======== PROVIDED TEXT

Just ten seconds into the man advantage, John Gilmour’s shot from the left point was stopped by Neuvirth, who kicked it to his right. Fogarty was right there to pounce on it and tally his fourth of the season at 1:26.

For the game, the Pack went just one-for-eight on the power play against the league’s worst PK unit that succeeds at an embarrassing rate of just 66.7%.

The Pack snagged their second goal of the game when Gabriel Fontaine was in close and stopped by Neuvirth, but the rebound went out front. Storming the front of the net was the trailer on the play, Shawn O’Donnell, who snagged his first of the season at 12:03 and made it 5-2.

“I just followed the play in,” O’Connell said. “Gabby did a lot of the work to make the chance for me.”

There were plenty of Pack defensive gaffes to go around.

Holland was stripped twice on the power play and both led to Lehigh Valley breakaway chances. Fortunately for the Pack, Mazanec stopped both including getting his five-hole closed on Tyrell Goulbourne’s attempt.

To their credit, the Pack didn’t quit. They tried to mount a comeback with some nice counter-attacks, but when they did Neuvirth gave them nothing. Andersson led a rush up the left-wing side with 2:58 remaining in the period but Neuvirth gobbled up the puck and surrendered no rebound on the play.

The Phantoms made it 6-2 after Cole Bardreau took a pass from Tyrell Goulbourne and went wide on O’Gara, took a shot that went off the inside of Mazanec’s left pad and trickled over the goal line at 8:04 of the third.

================
======== DATA SUPPLIED

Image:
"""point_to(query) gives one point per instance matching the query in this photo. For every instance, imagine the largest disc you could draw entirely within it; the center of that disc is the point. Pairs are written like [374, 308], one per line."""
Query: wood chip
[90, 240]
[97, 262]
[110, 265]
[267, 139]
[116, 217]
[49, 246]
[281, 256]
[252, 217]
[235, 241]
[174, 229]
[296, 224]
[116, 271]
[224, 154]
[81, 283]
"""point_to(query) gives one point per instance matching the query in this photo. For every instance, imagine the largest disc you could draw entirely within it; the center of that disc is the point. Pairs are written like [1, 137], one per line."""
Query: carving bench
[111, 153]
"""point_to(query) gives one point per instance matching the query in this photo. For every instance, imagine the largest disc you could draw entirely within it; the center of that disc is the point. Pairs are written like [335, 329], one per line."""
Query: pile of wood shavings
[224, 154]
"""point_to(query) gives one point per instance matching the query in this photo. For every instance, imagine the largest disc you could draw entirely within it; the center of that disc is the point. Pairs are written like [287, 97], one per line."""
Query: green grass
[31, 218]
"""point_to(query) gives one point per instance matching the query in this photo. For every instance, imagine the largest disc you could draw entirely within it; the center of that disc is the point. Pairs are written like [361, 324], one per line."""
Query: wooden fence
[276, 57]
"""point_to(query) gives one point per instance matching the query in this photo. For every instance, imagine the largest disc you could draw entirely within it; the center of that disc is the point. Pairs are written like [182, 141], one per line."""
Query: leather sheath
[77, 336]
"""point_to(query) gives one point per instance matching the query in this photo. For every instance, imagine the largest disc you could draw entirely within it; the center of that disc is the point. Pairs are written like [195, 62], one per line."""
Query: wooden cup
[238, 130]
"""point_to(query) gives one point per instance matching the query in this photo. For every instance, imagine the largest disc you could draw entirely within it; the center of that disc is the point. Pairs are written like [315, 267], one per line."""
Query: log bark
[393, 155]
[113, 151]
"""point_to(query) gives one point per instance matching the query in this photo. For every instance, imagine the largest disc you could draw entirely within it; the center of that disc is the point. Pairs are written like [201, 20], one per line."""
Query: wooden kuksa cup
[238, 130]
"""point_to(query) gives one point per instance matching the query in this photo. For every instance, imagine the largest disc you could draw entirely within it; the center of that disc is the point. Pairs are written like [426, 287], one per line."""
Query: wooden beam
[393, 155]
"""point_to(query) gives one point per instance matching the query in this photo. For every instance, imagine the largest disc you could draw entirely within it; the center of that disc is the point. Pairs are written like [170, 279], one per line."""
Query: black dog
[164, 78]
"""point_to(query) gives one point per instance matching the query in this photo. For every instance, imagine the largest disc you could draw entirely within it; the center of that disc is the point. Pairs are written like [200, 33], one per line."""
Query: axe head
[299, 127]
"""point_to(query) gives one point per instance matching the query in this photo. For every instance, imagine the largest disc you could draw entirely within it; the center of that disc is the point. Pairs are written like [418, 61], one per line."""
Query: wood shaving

================

## TASK REQUIREMENTS
1 - Answer these questions from the hockey game account:
(a) How did the Pack do on the power play for the game?
(b) Who scored the Pack's second goal, and at what time?
(c) Who made it 6-2 for the Phantoms, and when?
2 - Summarize the hockey game account in two sentences.

## ANSWERS FOR THIS EXERCISE
1 -
(a) The Pack went one-for-eight.
(b) Shawn O'Donnell scored it at 12:03.
(c) Cole Bardreau made it 6-2 at 8:04 of the third.

2 - The Pack went one-for-eight on the power play and scored their second goal when Shawn O'Donnell knocked in a rebound to make it 5-2, while Mazanec stopped two Lehigh Valley breakaways that followed Holland being stripped. The Pack tried to mount a comeback with counter-attacks, but Neuvirth gave them nothing, and the Phantoms made it 6-2 when Cole Bardreau's shot went off Mazanec's pad and over the goal line at 8:04 of the third.